[EXERCISE INPUT Boundary: Start]
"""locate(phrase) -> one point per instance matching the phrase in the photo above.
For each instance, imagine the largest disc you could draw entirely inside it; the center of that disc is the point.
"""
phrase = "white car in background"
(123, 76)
[EXERCISE INPUT Boundary: End]
→ TASK INSTRUCTIONS
The task here is to output the line with "For each instance, imagine" and all lines after it to the end of the records above, exactly and only those.

→ EXERCISE OUTPUT
For each instance, imagine the largest disc you could draw entirely inside it; the center of that disc is the point.
"""
phrase = "white car in background"
(123, 76)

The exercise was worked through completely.